Denis Jabaudon writes:

I was thinking that perhaps you could help me with the following “paradox?” that I often find myself in when discussing with students (I am a basic neuroscientist and my unit of counting is usually cells or animals):

When performing a “pilot” study on say 5 animals, and finding an “almost significant” result, or a “trend”, why is it incorrect to add another 5 animals to that sample and to look at the P value then?

Notwithstanding inducing the bias towards false positive (we would not add 5 animals if there was no trend), which I understand, why would the correct procedure to start again from scratch with 10 animals?

Why do these first 5 results (or hundreds of patients depending on context) need to be discarded?

If you have any information on this it would be greatly appreciated; this is such a common practice that I’d like to have good arguments to counter it.

This one comes up a lot, in one form or another. My quick answer is as follows:

1. Statistical significance doesn’t answer any relevant question. Forget statistical significance and p-values. The goal is not to reject a null hypothesis; the goal is to estimate the treatment effect or some other parameter of your model.

#### Your goal:
Please continue the post about adding animals to a pilot study, picking up after its first numbered point.

#### The data:
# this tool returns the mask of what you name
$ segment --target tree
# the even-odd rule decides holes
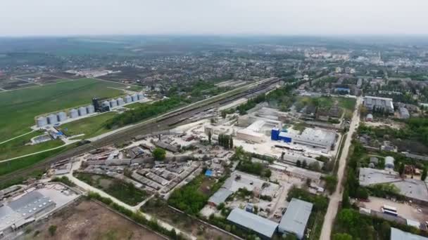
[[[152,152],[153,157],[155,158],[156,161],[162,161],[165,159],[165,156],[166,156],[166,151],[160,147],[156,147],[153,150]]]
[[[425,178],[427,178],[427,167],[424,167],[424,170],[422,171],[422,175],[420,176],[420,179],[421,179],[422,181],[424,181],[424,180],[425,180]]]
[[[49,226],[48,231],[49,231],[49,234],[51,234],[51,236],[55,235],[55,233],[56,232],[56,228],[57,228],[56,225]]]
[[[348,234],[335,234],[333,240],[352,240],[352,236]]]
...
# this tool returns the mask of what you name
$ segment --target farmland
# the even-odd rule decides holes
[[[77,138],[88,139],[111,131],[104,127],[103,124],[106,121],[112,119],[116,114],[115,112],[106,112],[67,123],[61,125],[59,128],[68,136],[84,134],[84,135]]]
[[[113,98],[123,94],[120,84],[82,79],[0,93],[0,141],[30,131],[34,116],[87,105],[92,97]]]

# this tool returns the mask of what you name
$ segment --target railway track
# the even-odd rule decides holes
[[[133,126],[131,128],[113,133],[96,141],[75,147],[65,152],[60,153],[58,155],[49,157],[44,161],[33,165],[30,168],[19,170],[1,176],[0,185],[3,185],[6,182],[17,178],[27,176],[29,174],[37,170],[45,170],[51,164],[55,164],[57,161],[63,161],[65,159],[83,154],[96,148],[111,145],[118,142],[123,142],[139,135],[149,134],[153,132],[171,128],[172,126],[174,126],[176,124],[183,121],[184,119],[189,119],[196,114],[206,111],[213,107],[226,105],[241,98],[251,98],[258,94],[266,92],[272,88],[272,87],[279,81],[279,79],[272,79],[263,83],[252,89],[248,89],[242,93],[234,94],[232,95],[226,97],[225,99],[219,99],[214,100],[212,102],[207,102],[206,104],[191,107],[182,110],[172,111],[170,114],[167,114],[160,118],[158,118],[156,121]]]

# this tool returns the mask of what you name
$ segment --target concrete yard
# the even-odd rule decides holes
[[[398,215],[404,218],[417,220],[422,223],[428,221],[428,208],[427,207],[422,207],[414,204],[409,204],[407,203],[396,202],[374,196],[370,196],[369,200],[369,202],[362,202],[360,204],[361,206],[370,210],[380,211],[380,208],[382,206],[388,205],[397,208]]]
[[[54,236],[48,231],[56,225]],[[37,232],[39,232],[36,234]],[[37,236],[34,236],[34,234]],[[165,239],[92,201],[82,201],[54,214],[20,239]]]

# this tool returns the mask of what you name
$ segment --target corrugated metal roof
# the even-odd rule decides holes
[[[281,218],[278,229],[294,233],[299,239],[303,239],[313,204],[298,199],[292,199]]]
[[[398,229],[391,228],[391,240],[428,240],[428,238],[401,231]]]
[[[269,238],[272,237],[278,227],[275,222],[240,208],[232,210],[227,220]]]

#### Exercise output:
2. You can do Bayesian analysis. Adding more data is just fine, you’ll just account for it in your posterior distribution. Further discussion here.

3. If you go long enough, you’ll eventually reach statistical significance at any specified level—but that’s fine. True effects are not zero (or, even if they are, there’s always systematic measurement error of one sort or another).

In short, adding more animals to your experiment is fine. The problem is in using statistical significance to make decisions about what to conclude from your data.